● WHAT IS BEING ASKED:
Scale the records below by writing every line of them again, requests included, with each coordinate in the answer paths multiplied by 1.5 and rounded to a whole number, halves rounding up. Leave the pictures out of your reply.

● AVAILABLE RECORDS:

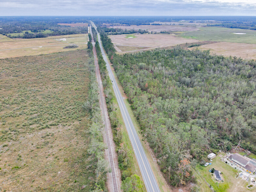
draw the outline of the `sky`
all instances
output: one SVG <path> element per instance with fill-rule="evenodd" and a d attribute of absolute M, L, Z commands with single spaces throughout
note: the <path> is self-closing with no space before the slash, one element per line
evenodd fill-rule
<path fill-rule="evenodd" d="M 256 16 L 256 0 L 0 0 L 0 16 Z"/>

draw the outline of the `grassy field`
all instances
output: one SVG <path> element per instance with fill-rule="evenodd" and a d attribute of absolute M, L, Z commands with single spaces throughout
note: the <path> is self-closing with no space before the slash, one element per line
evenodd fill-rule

● RESPONSE BELOW:
draw the outline of the `sky`
all instances
output: one SVG <path> element per instance with fill-rule="evenodd" and a d attribute of absolute M, L, Z commands with single spaces throughout
note: the <path> is self-closing with no space before the slash, one element per line
evenodd fill-rule
<path fill-rule="evenodd" d="M 384 24 L 384 0 L 0 0 L 0 24 Z"/>

draw the outline of the `grassy field`
all instances
output: one SVG <path> element per instance with fill-rule="evenodd" and a d attribute of absolute M, L, Z commands with single spaces throughout
note: the <path> is self-closing with no space before the slash, one element per line
evenodd fill-rule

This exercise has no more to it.